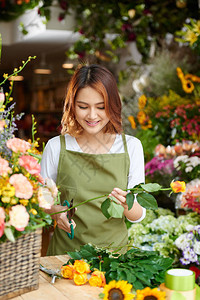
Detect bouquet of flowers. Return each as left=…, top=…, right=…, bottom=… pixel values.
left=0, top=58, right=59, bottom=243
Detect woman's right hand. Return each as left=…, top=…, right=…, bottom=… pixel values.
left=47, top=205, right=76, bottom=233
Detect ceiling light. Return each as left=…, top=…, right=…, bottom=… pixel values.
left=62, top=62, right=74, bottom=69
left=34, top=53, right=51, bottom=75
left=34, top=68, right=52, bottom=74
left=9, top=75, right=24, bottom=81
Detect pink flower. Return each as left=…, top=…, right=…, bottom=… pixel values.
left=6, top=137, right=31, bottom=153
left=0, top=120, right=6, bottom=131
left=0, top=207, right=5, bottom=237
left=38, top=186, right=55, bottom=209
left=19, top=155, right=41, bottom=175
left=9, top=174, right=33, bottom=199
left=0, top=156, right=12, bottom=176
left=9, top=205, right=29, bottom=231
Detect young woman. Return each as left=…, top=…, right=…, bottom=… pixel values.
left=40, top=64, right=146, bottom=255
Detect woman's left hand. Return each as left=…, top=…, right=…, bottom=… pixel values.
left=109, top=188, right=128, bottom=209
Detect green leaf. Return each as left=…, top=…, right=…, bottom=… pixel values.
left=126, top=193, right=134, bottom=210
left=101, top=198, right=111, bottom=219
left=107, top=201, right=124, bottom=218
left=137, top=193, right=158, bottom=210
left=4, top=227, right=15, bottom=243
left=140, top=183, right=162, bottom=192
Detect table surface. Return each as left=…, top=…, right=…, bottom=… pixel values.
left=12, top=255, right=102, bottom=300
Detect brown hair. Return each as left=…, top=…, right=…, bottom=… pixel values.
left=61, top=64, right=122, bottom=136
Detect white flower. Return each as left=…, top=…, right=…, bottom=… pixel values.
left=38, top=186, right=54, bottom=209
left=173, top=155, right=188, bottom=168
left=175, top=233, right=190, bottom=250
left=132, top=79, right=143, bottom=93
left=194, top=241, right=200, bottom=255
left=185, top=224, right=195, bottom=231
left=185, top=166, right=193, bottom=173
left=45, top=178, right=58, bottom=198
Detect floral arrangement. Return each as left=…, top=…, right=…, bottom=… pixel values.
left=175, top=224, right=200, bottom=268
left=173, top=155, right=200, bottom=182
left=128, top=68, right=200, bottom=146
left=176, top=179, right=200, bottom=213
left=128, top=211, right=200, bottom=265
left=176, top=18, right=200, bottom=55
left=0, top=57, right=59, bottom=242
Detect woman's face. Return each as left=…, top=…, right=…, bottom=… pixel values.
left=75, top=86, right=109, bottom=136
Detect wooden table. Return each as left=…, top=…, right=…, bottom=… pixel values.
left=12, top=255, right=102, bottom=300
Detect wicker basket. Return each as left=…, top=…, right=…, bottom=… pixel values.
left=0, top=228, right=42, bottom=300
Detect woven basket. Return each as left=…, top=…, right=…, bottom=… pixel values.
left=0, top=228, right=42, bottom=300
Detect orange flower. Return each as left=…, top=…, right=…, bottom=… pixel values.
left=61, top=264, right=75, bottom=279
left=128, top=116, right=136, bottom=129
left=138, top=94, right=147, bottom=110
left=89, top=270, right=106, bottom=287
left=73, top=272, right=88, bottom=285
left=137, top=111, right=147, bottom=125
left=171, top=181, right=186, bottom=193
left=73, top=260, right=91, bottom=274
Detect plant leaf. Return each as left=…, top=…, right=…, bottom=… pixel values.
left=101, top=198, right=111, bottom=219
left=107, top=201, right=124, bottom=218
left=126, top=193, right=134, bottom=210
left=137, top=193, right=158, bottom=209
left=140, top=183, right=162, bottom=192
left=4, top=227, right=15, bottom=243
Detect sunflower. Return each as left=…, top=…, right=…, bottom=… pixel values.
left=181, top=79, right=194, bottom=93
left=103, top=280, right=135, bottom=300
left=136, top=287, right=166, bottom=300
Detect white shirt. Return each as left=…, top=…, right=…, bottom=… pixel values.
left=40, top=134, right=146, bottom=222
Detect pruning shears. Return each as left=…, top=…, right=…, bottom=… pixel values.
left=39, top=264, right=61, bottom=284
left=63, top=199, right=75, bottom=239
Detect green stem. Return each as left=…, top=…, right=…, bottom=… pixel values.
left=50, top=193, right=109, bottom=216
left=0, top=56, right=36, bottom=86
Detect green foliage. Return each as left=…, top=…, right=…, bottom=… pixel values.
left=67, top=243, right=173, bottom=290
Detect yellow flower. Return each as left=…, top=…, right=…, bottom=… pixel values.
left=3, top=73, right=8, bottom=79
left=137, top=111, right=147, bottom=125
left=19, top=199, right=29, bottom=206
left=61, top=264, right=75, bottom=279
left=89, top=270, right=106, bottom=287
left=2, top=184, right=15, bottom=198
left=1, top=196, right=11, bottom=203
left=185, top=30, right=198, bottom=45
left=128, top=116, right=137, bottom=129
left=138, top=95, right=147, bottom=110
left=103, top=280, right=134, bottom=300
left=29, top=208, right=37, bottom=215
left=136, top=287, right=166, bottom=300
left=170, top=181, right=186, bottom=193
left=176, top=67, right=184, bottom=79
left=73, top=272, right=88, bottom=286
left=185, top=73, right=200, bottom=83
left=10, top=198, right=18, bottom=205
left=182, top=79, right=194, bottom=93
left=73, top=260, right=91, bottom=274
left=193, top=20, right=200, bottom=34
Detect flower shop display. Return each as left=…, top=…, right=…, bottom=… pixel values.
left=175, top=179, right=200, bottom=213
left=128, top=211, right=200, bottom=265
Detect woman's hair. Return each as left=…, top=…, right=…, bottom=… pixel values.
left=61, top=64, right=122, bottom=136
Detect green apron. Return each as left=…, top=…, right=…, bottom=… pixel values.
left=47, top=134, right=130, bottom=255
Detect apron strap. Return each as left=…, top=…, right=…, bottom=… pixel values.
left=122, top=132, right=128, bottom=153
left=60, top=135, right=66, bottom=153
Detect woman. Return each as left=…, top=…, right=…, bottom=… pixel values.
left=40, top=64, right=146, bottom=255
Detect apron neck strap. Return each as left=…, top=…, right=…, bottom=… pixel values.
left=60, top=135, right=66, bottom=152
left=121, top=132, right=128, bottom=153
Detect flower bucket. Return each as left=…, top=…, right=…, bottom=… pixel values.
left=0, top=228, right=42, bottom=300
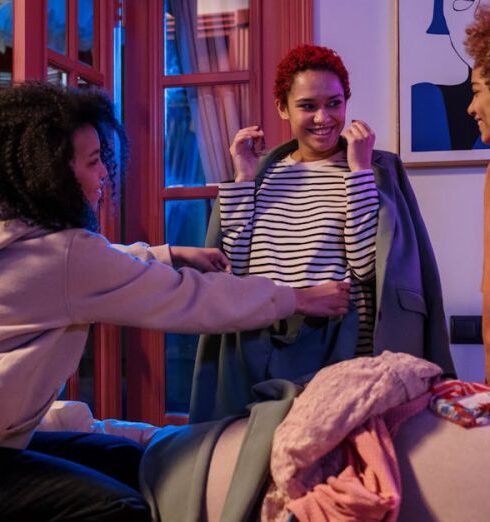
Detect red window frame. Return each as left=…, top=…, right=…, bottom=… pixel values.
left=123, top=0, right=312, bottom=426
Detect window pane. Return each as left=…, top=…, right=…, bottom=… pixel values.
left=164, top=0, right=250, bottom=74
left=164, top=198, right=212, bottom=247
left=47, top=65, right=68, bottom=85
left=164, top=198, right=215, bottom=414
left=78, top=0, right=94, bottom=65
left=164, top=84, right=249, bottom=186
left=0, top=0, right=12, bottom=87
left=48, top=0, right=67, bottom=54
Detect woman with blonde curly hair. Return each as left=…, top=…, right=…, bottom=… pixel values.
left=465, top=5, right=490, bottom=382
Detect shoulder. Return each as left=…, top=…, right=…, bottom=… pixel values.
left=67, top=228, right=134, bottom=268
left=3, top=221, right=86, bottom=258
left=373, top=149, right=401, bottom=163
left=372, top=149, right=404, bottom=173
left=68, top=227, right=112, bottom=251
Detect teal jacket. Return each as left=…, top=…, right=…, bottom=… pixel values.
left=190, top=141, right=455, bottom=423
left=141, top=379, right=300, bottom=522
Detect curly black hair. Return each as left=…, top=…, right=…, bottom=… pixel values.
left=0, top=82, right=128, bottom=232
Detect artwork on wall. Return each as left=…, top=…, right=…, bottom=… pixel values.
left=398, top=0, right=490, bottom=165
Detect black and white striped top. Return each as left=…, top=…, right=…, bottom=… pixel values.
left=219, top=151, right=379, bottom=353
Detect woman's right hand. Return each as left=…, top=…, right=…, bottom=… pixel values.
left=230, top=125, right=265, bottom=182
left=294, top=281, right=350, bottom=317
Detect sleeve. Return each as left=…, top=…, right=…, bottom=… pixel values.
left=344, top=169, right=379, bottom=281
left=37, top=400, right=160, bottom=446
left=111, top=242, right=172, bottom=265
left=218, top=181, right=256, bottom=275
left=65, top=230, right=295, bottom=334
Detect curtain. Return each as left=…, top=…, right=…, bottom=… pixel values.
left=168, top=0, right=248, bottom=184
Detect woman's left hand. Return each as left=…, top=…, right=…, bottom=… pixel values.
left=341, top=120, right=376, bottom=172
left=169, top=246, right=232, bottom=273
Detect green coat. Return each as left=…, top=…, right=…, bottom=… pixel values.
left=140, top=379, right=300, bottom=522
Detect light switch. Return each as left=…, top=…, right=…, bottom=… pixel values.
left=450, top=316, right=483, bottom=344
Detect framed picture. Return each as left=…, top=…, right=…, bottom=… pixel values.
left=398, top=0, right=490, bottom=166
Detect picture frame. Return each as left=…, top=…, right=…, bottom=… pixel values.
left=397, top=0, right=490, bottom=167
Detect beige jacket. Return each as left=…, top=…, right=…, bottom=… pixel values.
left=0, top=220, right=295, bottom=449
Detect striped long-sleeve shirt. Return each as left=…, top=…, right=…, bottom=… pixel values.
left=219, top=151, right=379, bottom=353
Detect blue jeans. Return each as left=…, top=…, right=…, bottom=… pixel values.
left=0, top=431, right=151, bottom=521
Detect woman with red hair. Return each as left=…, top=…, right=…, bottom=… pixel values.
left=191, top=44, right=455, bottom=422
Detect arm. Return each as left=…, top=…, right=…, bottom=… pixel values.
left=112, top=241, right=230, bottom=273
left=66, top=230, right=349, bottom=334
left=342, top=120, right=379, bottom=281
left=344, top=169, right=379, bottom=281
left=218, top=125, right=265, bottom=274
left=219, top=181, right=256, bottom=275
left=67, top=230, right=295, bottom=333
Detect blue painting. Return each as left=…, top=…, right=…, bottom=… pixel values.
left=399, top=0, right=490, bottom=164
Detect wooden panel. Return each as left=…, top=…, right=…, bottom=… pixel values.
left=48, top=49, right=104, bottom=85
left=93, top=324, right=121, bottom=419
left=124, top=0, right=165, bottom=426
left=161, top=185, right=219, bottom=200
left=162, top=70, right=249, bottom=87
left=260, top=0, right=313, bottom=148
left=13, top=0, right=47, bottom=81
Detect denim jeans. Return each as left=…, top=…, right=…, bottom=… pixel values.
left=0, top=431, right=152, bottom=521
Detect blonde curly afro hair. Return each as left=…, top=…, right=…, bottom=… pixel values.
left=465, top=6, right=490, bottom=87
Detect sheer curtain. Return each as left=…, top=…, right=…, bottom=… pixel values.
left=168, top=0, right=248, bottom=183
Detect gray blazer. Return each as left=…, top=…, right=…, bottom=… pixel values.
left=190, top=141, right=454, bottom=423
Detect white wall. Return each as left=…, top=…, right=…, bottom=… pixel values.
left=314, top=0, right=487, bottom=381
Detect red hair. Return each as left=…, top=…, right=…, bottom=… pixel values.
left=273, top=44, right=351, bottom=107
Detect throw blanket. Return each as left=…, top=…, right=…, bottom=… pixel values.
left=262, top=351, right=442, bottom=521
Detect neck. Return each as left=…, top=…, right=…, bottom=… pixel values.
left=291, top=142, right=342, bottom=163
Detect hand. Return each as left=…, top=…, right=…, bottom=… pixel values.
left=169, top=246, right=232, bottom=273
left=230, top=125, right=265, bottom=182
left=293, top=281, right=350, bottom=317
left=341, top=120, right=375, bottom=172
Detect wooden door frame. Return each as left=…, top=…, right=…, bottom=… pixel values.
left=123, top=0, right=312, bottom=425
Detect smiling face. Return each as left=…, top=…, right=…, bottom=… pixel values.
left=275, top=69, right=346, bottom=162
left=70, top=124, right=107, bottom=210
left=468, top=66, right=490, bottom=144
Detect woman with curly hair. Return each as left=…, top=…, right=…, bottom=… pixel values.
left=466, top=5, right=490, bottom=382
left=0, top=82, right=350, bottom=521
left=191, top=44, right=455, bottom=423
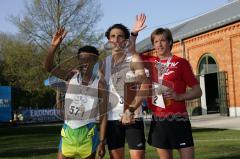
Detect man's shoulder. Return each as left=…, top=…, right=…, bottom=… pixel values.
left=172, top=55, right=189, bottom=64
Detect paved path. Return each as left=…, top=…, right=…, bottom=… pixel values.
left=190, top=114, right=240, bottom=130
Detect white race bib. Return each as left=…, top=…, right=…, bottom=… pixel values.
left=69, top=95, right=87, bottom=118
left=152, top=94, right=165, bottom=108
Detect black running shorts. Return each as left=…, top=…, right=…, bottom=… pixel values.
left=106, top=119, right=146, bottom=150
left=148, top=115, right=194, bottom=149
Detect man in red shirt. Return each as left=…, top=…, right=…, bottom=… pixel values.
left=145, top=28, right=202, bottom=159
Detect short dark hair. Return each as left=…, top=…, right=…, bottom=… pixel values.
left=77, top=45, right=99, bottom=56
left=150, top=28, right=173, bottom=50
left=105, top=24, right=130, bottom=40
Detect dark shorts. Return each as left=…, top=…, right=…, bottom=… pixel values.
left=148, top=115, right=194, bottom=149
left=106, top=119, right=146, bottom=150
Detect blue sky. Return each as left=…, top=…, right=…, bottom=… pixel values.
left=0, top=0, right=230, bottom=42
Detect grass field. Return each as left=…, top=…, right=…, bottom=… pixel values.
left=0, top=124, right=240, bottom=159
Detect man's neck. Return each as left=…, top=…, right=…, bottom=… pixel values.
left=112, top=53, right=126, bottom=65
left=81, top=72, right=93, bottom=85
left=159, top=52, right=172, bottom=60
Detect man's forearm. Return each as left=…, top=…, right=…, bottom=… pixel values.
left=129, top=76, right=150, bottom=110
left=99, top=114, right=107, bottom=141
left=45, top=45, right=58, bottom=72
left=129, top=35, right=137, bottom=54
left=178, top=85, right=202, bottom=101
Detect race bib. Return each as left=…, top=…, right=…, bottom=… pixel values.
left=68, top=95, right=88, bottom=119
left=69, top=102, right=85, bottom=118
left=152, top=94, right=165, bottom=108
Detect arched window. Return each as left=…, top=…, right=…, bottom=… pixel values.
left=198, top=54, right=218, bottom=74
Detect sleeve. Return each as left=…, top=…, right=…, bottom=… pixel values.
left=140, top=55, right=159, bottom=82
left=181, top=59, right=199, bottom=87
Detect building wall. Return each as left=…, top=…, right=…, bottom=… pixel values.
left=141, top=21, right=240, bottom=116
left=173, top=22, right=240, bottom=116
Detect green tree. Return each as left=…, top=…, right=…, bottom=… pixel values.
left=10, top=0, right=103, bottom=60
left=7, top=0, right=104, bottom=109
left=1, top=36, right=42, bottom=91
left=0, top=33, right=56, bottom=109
==*==
Work instructions:
Copy, word for word, the line that contains "Detect green tree." and every line after it through the end of the records, and nothing else.

Written response:
Detect green tree. Return each as left=…, top=…, right=…, bottom=… pixel values.
left=10, top=0, right=103, bottom=60
left=7, top=0, right=104, bottom=109
left=1, top=36, right=42, bottom=91
left=0, top=33, right=56, bottom=109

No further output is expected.